[Object point labels]
════════════════

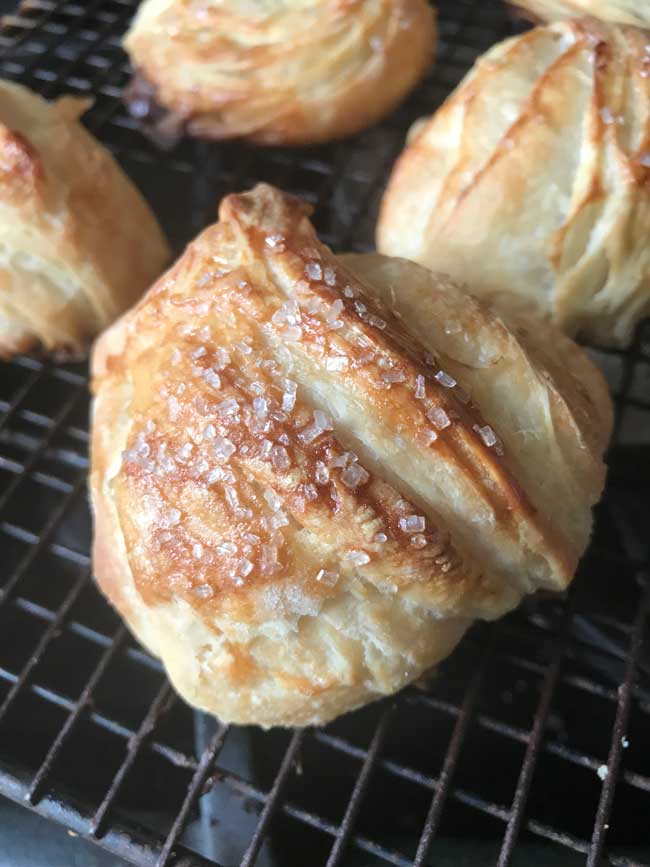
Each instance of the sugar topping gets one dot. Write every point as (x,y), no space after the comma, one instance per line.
(487,435)
(445,379)
(438,417)
(359,558)
(336,363)
(354,475)
(330,579)
(412,524)
(313,271)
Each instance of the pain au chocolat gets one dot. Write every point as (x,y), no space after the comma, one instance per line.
(534,177)
(311,473)
(288,72)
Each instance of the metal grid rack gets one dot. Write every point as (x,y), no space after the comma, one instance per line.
(501,759)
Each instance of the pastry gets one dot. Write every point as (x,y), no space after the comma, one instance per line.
(534,177)
(305,489)
(78,243)
(290,72)
(635,12)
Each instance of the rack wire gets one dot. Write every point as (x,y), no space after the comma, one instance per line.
(532,743)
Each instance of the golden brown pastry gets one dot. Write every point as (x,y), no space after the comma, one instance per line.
(287,72)
(78,243)
(306,486)
(534,177)
(634,12)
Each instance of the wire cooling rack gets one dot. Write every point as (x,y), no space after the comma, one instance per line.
(531,746)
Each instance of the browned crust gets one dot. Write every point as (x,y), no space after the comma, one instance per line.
(619,64)
(244,90)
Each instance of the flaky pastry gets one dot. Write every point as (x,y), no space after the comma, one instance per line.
(311,473)
(287,72)
(534,177)
(78,243)
(634,12)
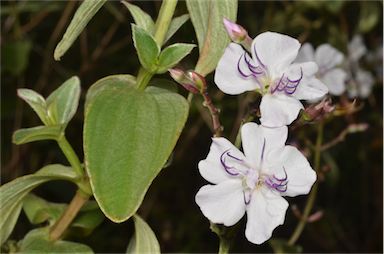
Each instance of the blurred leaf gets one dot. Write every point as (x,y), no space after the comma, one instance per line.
(8,220)
(175,25)
(144,240)
(12,193)
(39,210)
(172,55)
(27,135)
(142,19)
(36,102)
(83,15)
(119,80)
(37,241)
(207,18)
(369,16)
(142,127)
(147,48)
(63,102)
(15,55)
(282,246)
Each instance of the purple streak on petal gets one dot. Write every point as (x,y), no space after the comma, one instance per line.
(262,151)
(257,57)
(247,197)
(225,166)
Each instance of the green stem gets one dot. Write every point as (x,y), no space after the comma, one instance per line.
(161,28)
(224,246)
(312,196)
(70,155)
(69,214)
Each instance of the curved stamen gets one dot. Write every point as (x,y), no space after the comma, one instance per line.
(225,166)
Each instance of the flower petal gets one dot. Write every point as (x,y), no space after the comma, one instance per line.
(227,76)
(279,110)
(335,81)
(275,51)
(327,57)
(222,203)
(309,88)
(258,140)
(212,169)
(300,174)
(306,54)
(264,213)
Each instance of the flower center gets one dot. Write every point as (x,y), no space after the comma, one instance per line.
(251,177)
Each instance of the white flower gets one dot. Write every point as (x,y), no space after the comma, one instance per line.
(253,182)
(270,71)
(327,58)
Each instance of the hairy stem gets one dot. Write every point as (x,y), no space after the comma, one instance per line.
(69,214)
(70,155)
(312,196)
(161,28)
(217,128)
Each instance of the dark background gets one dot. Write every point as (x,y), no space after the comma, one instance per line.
(351,195)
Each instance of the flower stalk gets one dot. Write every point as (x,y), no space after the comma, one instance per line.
(312,196)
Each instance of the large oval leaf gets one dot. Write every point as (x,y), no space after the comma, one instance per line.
(128,136)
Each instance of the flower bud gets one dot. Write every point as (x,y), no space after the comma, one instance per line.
(319,111)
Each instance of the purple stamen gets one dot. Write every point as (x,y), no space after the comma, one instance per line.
(247,197)
(225,166)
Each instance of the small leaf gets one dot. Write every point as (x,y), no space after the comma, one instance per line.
(369,16)
(63,102)
(39,210)
(142,19)
(37,241)
(128,137)
(27,135)
(172,55)
(175,25)
(207,18)
(83,15)
(8,220)
(12,193)
(35,101)
(147,48)
(282,246)
(144,240)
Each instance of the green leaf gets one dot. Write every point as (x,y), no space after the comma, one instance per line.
(369,16)
(37,241)
(12,193)
(172,55)
(83,15)
(175,25)
(15,55)
(128,136)
(207,18)
(144,240)
(147,48)
(282,246)
(39,210)
(119,80)
(142,19)
(63,102)
(27,135)
(8,221)
(35,101)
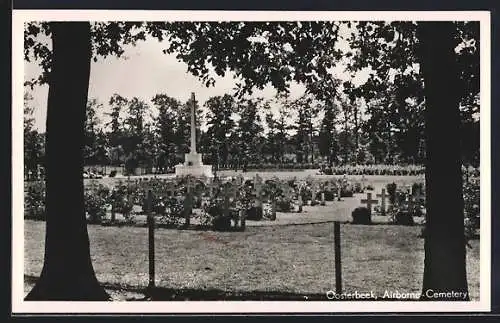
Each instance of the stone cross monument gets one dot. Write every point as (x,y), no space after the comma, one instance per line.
(193,164)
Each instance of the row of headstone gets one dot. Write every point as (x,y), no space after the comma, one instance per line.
(267,197)
(403,204)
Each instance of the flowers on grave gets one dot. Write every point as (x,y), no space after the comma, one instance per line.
(471,206)
(391,190)
(34,201)
(269,211)
(403,217)
(361,215)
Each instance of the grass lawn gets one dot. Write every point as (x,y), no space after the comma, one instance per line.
(289,258)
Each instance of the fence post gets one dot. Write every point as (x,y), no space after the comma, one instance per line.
(151,239)
(338,264)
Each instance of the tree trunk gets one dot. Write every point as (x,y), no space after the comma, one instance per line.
(67,272)
(445,253)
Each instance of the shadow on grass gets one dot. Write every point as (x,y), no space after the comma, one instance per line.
(191,294)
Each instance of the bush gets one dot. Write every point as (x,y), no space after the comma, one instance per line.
(221,223)
(361,215)
(254,213)
(95,204)
(34,201)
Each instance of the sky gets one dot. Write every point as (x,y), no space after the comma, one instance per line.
(146,71)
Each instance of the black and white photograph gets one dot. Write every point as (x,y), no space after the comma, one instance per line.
(275,161)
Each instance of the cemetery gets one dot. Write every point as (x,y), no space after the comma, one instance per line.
(229,221)
(338,180)
(261,215)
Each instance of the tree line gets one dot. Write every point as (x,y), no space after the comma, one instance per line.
(243,132)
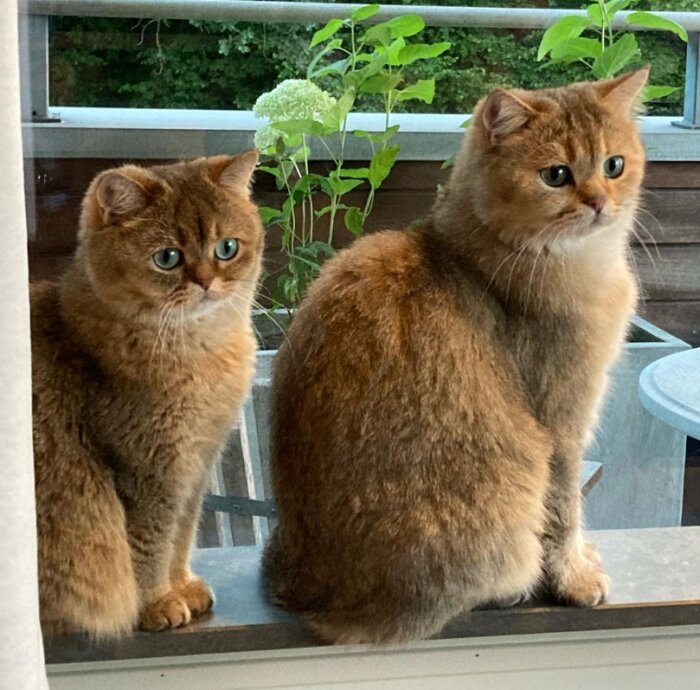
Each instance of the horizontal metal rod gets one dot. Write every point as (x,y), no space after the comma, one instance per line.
(316,12)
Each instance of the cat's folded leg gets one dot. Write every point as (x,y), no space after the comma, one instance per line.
(573,566)
(86,580)
(188,585)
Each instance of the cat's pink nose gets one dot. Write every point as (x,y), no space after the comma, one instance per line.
(597,203)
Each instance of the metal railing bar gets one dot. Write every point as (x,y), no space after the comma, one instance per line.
(317,12)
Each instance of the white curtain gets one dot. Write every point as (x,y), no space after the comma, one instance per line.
(21,651)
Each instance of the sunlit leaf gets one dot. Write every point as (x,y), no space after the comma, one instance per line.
(616,57)
(354,219)
(565,28)
(423,90)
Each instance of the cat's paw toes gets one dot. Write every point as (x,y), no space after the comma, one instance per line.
(197,595)
(170,611)
(584,584)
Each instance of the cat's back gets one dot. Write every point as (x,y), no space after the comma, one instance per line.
(63,375)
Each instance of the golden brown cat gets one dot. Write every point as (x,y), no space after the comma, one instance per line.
(440,384)
(142,355)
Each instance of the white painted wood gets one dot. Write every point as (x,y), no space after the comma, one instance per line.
(21,651)
(615,660)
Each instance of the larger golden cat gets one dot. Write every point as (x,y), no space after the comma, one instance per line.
(440,384)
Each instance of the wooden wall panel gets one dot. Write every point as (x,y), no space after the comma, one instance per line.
(668,264)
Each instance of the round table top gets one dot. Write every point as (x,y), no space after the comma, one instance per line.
(670,389)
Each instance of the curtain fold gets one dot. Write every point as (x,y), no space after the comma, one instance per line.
(21,650)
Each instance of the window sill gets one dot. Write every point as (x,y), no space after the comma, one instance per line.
(654,584)
(125,133)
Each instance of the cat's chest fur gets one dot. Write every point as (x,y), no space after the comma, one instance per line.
(175,412)
(563,358)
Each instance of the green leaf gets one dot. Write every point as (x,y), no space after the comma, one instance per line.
(383,82)
(307,183)
(406,25)
(364,12)
(327,209)
(314,252)
(332,45)
(381,165)
(378,35)
(421,51)
(563,29)
(269,215)
(595,15)
(653,21)
(423,90)
(394,49)
(616,57)
(356,77)
(652,93)
(337,67)
(353,221)
(326,32)
(574,49)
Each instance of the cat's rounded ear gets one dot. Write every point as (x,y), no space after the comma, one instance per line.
(123,192)
(233,173)
(624,93)
(503,113)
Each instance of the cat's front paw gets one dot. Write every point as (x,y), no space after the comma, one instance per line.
(580,579)
(170,611)
(197,595)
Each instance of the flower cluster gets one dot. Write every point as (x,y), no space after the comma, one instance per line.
(292,99)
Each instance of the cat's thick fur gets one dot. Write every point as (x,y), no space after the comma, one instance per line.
(440,384)
(138,375)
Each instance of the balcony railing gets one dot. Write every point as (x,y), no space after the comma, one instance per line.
(36,14)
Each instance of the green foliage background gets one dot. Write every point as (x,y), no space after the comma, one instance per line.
(214,65)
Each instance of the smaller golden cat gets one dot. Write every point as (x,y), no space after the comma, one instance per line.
(142,355)
(440,384)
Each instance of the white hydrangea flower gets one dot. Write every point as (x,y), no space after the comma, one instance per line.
(292,99)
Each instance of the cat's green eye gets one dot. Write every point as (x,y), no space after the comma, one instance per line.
(226,249)
(167,258)
(556,175)
(614,166)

════════════════

Convert everything from the entry containing "Each instance of the cat's thick" down to the end of the entries into a two-column CSV with the header instruction,points. Give one row per entry, putting the entry's text and its answer each in a single quoted field with any line breaks replaced by spaces.

instruction,points
"Each instance of the cat's thick fur gets one dot. Write every point as (x,y), no space after the comma, one instance per line.","(440,384) (138,375)"
"Each instance of the balcony railing gets one dot. Write every point as (x,y), no space after the comma, one instance per line.","(36,14)"
"Each instance of the green foliage background gets one dot. Write every point as (x,y), no space after the comma, one instance per line.","(214,65)"
"Each instance of the smaller golden cat gets one dot. Write every point as (x,y), no space after the comma, one instance per line.","(142,355) (440,384)"
"Each instance of the white hydrangea flower gets one dot. Write every point as (x,y), no space after the comma, one instance per line.","(292,99)"
"Each instance of the cat's green eye gets one dot. Write every point as (x,y), no space after the comma, one instance per line.","(226,249) (167,258) (556,175) (614,166)"